§ Extract to read
3️⃣ Annotate Flux ServiceAccounts
# ------------------------------------------------------
# Controller annotations for SA
# ------------------------------------------------------
resource "kubernetes_annotations" "flux_irsa_sa" {
for_each = toset(["reflector", "automation"])
api_version = "v1"
kind = "ServiceAccount"
metadata {
name = "image-${each.value}-controller"
namespace = "flux-system"
}
annotations = {
"eks.amazonaws.com/role-arn" = module.flux_irsa.arn
}
}
4️⃣ Use of Bitbucket credential
# ------------------------------------------------------
# FluxCD namespace
# ------------------------------------------------------
resource "kubernetes_namespace_v1" "flux_system" {
metadata {
name = var.flux_namespace
annotations = {
name = var.flux_namespace
"kustomize.toolkit.fluxcd.io/ssa" = "Ignore"
}
}
depends_on = [null_resource.kube_config]
lifecycle {
ignore_changes = [
metadata[0].labels,
metadata.0.annotations,
]
create_before_destroy = false
}
}
# ------------------------------------------------------
# Inject BB credential
# ------------------------------------------------------
resource "kubernetes_secret_v1" "bb_passwd" {
metadata {
name = "bb-${var.bb_user}-passwd"
namespace = kubernetes_namespace_v1.flux_system.id
}
data = {
username = var.bb_user
password = var.bb_user_secrets.apwd
}
type = "Opaque"
}
5️⃣ Flux Operator & Flux Instance Helm releases
# ------------------------------------------------------
# Flux Operators and Instance helm-chart
# ------------------------------------------------------
resource "helm_release" "flux_operator" {
repository = "oci://ghcr.io/controlplaneio-fluxcd/charts"

§ Exercise tasks
[1] Answer these questions about the Flux Terraform extract, one line each:
(a) Which two values does for_each loop over in the "flux_irsa_sa" resource?
(b) What type is set for the "bb_passwd" secret?
(c) What repository does the "flux_operator" helm_release use?
[2] Continue the Flux Terraform extract from the point where it stops.
The entries have no connection to the Flux Terraform extract.

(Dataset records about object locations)

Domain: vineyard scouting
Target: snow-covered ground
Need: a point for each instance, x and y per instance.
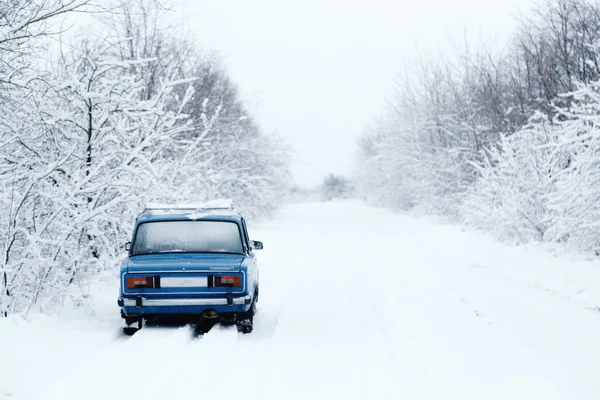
(356, 303)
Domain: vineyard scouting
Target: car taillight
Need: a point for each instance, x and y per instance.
(140, 283)
(233, 281)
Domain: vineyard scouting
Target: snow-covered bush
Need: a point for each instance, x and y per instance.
(517, 180)
(336, 187)
(85, 143)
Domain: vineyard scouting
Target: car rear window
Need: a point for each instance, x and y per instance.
(187, 237)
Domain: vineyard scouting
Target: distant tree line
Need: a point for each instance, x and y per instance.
(508, 141)
(129, 111)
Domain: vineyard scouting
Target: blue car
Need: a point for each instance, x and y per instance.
(194, 262)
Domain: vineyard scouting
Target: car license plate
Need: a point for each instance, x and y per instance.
(201, 281)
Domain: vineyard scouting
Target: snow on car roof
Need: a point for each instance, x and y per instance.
(209, 205)
(191, 211)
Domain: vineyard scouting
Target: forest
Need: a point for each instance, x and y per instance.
(96, 121)
(503, 138)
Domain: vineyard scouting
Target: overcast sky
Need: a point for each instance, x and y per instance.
(318, 71)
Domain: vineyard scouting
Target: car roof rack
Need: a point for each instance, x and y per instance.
(220, 204)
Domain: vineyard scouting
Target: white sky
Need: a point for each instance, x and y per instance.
(318, 71)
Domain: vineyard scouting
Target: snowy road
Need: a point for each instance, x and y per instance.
(356, 303)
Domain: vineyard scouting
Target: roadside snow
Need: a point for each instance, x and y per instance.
(356, 303)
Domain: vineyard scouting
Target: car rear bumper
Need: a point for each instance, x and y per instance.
(183, 306)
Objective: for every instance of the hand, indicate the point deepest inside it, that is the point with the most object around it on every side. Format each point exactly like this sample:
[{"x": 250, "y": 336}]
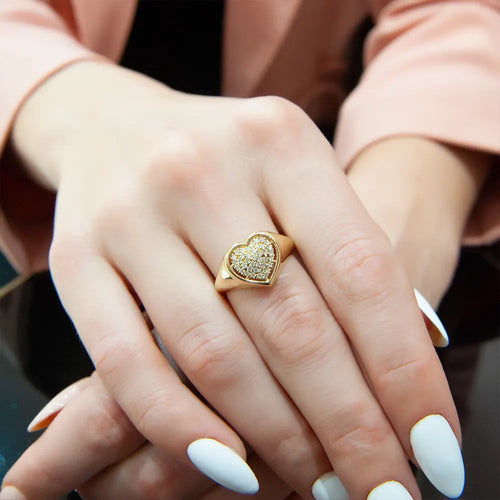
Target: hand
[
  {"x": 421, "y": 193},
  {"x": 113, "y": 461},
  {"x": 153, "y": 187}
]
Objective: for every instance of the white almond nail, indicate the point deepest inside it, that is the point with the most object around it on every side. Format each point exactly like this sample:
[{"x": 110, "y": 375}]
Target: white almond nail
[
  {"x": 329, "y": 487},
  {"x": 391, "y": 490},
  {"x": 223, "y": 465},
  {"x": 437, "y": 331},
  {"x": 438, "y": 454},
  {"x": 55, "y": 405}
]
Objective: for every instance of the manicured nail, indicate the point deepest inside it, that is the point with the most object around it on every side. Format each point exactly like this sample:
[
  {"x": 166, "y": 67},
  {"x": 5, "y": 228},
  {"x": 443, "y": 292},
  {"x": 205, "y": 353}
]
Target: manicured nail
[
  {"x": 438, "y": 454},
  {"x": 223, "y": 465},
  {"x": 11, "y": 493},
  {"x": 437, "y": 331},
  {"x": 391, "y": 490},
  {"x": 55, "y": 405},
  {"x": 329, "y": 487}
]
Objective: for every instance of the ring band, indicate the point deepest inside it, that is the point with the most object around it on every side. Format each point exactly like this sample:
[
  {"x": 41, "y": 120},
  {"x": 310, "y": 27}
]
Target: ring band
[{"x": 254, "y": 263}]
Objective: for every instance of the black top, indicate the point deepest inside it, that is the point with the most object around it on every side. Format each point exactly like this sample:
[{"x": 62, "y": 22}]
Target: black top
[{"x": 179, "y": 43}]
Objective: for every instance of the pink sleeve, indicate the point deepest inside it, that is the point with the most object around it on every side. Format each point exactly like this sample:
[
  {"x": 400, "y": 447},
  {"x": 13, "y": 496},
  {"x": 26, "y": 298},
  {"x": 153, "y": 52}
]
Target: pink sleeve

§ Outputs for the tasks
[1]
(a) "reflector" and "automation"
(b) "Opaque"
(c) oci://ghcr.io/controlplaneio-fluxcd/charts

[2]
chart = "flux-operator"
version = "0.32.0"
name = "flux-operator"
namespace = kubernetes_namespace_v1.flux_system.id
create_namespace = false
wait = true
}
resource "helm_release" "flux_instance" {
depends_on = [helm_release.flux_operator]
repository = "oci://ghcr.io/controlplaneio-fluxcd/charts"
chart = "flux-instance"
name = "flux"
namespace = kubernetes_namespace_v1.flux_system.id
# Flux components and kustomize patches
values = [
file("${path.module}/values/components.yaml")
]
# Flux distribution
set {
name = "installCRDs"
value = true
}
set {
name = "instance.distribution.version"
value = var.flux_version
}
set {
name = "instance.distribution.registry"
value = var.flux_registry
}
# Configure Flux Git sync
set {
name = "instance.sync.eks"
value = "GitRepository"
}
set {
name = "instance.sync.url"
value = "${var.bb_base_url}/${var.bb_flex_repo}.git"
}
set {
name = "instance.sync.path"
value = var.git_path #e.g. "/"
}
set {
name = "instance.sync.ref"
value = var.git_ref #e.g. "refs/heads/main"
}
set {
name = "instance.sync.pullSecret"
value = kubernetes_secret_v1.bb_passwd.metadata[0].name
}
}
📝 Note:
installCRDs=trueensures proper CRD registration before Flux Instance is applied.📝 Note:
instance.distribution.versioncan be safely upgraded once IRSA/ECR is stable.
✅ Verification Checklist
1️⃣ IRSA projected token exists
kubectl exec -n flux-system deploy/image-reflector-controller -- \ ls -l /var/run/secrets/eks.amazonaws.com/serviceaccount
total 0
lrwxrwxrwx 1 root 1337 12 Oct 27 19:49 token -> ..data/token
2️⃣ Token audience is STS
kubectl exec -n flux-system deploy/image-reflector-controller -- \
cat /var/run/secrets/eks.amazonaws.com/serviceaccount/token \
| jq -R 'split(".") | .[1] | @base64d | fromjson' | jq '.aud,.sub'
[
"sts.amazonaws.com"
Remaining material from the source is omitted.